OBJECTIVE: Repeat word for word each line from the one containing "find the concrete" through the one containing "left=45, top=830, right=200, bottom=952", with both of those lines included.
++++ MATERIAL SUPPLIED
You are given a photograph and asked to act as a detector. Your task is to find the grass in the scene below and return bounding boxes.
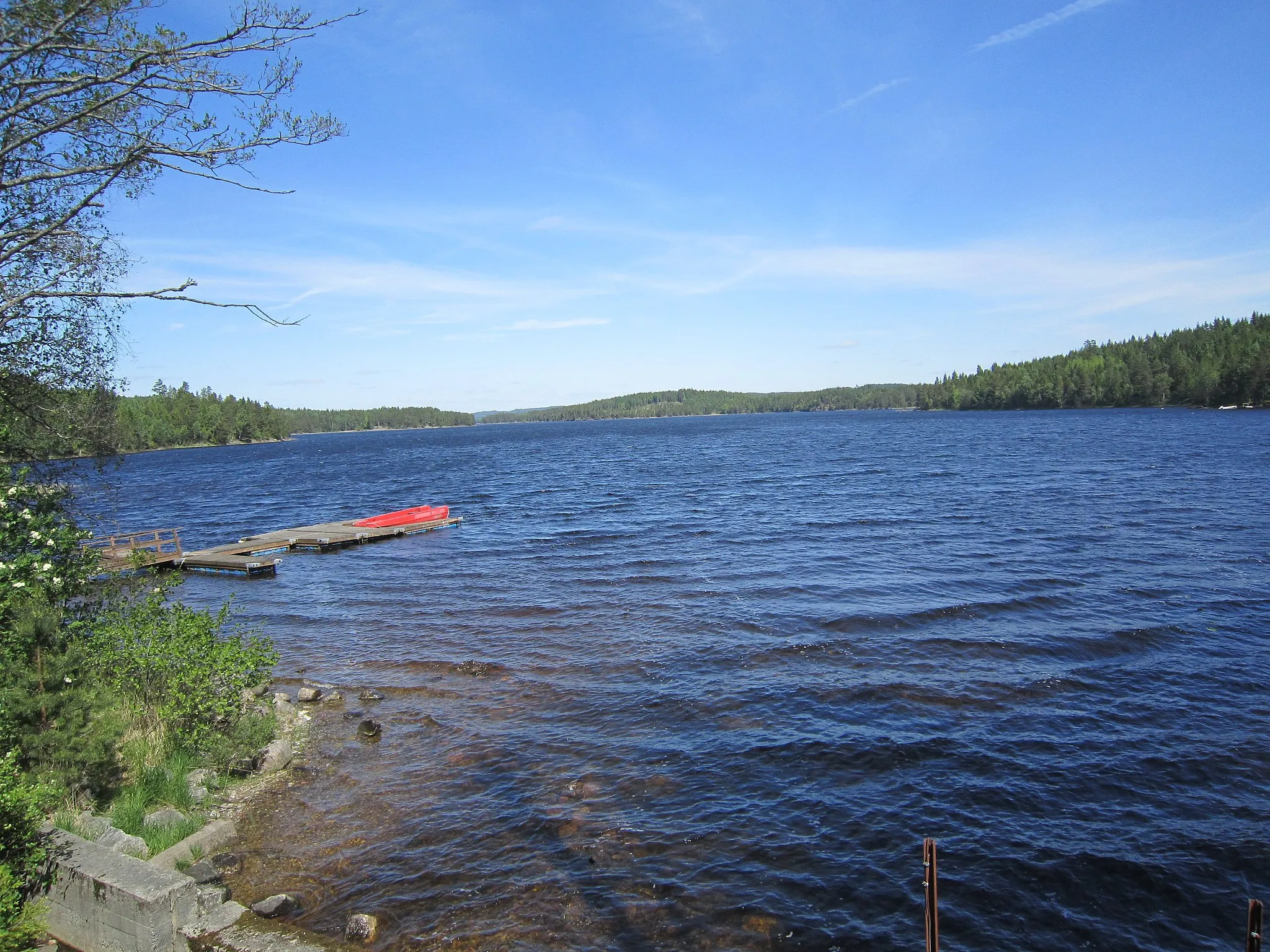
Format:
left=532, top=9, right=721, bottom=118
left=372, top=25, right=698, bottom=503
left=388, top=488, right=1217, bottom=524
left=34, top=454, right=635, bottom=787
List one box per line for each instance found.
left=141, top=816, right=207, bottom=859
left=53, top=806, right=84, bottom=837
left=110, top=752, right=207, bottom=855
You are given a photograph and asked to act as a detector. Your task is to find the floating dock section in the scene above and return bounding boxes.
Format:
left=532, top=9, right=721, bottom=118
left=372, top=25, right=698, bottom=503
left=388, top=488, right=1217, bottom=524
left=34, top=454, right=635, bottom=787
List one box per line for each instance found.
left=84, top=513, right=462, bottom=578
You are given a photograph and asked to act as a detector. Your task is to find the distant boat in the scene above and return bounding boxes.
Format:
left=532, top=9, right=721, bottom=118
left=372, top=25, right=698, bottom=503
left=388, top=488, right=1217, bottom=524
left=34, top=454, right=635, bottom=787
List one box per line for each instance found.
left=353, top=505, right=450, bottom=529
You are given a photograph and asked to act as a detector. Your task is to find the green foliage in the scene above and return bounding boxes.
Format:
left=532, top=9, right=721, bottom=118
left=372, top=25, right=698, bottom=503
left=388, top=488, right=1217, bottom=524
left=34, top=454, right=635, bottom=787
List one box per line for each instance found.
left=136, top=816, right=207, bottom=855
left=115, top=381, right=288, bottom=452
left=0, top=470, right=121, bottom=796
left=917, top=314, right=1270, bottom=410
left=91, top=586, right=278, bottom=751
left=278, top=406, right=476, bottom=433
left=203, top=708, right=278, bottom=768
left=481, top=383, right=918, bottom=423
left=0, top=641, right=126, bottom=798
left=0, top=469, right=98, bottom=637
left=0, top=751, right=52, bottom=952
left=480, top=314, right=1270, bottom=423
left=114, top=381, right=475, bottom=453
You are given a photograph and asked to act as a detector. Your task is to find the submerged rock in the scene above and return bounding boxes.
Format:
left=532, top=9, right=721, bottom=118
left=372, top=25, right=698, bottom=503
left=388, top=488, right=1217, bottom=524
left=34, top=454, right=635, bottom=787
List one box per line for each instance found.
left=211, top=853, right=242, bottom=876
left=185, top=859, right=221, bottom=886
left=455, top=661, right=507, bottom=678
left=344, top=913, right=380, bottom=942
left=252, top=892, right=298, bottom=919
left=260, top=738, right=292, bottom=773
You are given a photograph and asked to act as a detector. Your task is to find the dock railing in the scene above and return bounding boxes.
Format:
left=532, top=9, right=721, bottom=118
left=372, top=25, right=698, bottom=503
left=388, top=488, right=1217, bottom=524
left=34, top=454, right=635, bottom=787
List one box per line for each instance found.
left=80, top=529, right=182, bottom=562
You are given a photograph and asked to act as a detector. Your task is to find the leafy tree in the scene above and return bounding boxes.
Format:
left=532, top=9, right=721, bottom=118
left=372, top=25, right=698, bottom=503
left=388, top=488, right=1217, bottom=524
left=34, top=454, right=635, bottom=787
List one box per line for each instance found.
left=90, top=586, right=278, bottom=752
left=0, top=751, right=52, bottom=952
left=0, top=0, right=343, bottom=458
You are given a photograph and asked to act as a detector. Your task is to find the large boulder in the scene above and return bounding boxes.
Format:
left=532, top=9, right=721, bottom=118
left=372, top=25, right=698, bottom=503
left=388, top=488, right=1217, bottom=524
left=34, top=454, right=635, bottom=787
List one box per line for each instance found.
left=75, top=810, right=110, bottom=840
left=260, top=738, right=293, bottom=773
left=97, top=826, right=150, bottom=859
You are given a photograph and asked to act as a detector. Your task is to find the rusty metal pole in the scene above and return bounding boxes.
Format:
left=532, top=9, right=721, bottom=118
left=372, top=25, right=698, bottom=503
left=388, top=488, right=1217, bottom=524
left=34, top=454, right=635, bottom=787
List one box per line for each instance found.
left=922, top=837, right=944, bottom=952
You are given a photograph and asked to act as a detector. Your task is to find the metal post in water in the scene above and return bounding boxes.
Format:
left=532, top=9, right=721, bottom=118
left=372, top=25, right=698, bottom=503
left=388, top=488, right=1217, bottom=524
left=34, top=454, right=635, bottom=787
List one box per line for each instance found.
left=922, top=837, right=939, bottom=952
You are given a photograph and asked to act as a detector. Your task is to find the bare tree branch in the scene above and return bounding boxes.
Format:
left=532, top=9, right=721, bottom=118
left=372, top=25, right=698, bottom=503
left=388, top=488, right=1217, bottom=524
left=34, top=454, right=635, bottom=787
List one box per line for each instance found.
left=0, top=0, right=361, bottom=456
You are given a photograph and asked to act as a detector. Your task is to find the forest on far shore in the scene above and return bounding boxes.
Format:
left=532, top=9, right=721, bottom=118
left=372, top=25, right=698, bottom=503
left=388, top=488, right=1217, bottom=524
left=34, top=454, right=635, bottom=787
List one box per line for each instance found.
left=480, top=314, right=1270, bottom=424
left=112, top=381, right=475, bottom=453
left=24, top=314, right=1270, bottom=456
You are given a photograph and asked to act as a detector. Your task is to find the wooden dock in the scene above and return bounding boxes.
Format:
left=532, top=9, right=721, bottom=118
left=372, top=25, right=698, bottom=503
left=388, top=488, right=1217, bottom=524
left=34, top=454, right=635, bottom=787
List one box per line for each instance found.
left=84, top=515, right=462, bottom=578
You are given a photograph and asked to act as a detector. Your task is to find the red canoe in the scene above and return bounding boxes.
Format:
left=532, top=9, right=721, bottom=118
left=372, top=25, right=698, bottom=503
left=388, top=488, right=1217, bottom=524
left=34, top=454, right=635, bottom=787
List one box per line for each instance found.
left=353, top=505, right=450, bottom=529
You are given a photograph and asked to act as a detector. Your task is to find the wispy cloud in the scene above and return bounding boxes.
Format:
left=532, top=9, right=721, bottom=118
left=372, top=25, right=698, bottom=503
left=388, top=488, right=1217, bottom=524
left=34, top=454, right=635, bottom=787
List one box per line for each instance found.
left=825, top=78, right=909, bottom=115
left=975, top=0, right=1111, bottom=51
left=507, top=317, right=608, bottom=330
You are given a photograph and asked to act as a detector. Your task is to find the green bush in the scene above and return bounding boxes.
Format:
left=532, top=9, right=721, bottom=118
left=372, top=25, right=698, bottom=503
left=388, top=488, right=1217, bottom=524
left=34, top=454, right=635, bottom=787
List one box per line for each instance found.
left=0, top=750, right=52, bottom=952
left=205, top=710, right=278, bottom=769
left=91, top=586, right=278, bottom=752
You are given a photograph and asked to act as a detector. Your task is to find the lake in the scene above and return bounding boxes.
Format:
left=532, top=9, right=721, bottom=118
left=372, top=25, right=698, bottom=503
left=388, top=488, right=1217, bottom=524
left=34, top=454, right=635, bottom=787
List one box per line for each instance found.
left=90, top=408, right=1270, bottom=952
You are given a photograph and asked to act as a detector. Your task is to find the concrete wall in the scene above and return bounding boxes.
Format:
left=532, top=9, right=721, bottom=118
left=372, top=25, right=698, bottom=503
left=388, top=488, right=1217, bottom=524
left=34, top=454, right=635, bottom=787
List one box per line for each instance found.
left=45, top=830, right=200, bottom=952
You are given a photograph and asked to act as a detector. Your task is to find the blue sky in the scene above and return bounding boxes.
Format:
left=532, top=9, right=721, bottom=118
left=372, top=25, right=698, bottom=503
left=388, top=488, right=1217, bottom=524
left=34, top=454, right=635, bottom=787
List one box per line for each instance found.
left=113, top=0, right=1270, bottom=410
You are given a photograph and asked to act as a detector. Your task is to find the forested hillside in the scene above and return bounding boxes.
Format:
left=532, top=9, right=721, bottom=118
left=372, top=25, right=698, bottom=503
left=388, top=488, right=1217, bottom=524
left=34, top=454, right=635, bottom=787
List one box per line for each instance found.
left=109, top=381, right=475, bottom=453
left=115, top=381, right=288, bottom=453
left=481, top=383, right=920, bottom=423
left=278, top=406, right=476, bottom=433
left=481, top=314, right=1270, bottom=423
left=917, top=314, right=1270, bottom=410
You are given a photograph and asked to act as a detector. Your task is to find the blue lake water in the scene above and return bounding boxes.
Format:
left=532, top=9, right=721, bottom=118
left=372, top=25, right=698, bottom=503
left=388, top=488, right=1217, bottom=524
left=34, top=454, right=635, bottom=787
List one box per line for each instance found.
left=93, top=410, right=1270, bottom=952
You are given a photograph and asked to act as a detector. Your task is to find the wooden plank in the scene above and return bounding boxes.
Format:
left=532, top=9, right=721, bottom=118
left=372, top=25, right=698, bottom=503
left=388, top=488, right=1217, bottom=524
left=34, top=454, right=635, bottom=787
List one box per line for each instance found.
left=91, top=515, right=462, bottom=575
left=175, top=553, right=282, bottom=575
left=922, top=837, right=940, bottom=952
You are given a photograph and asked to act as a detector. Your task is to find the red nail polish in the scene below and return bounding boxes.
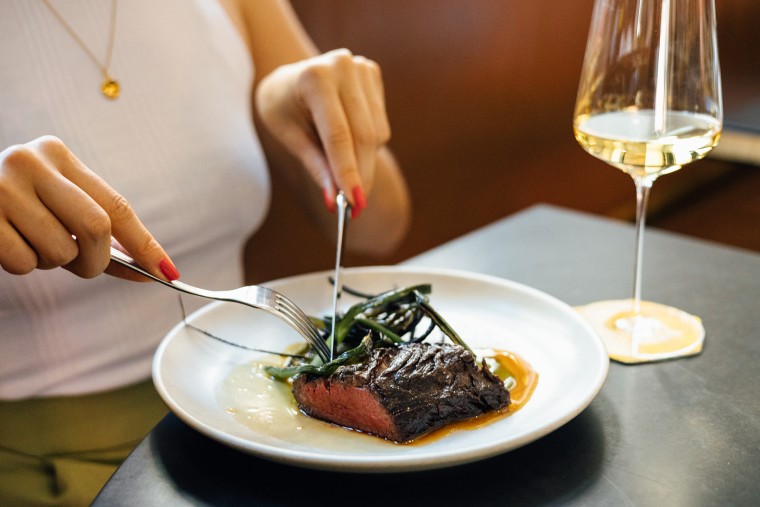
++++++++
EXERCISE RESPONSE:
You are given a photograph and asked to act as a detector. Your task is to find the concrete wall in the scene above and return bounding boxes.
Format:
left=532, top=9, right=721, bottom=118
left=372, top=25, right=698, bottom=503
left=388, top=488, right=1217, bottom=524
left=34, top=454, right=635, bottom=787
List one box per line for each instance found.
left=45, top=830, right=200, bottom=952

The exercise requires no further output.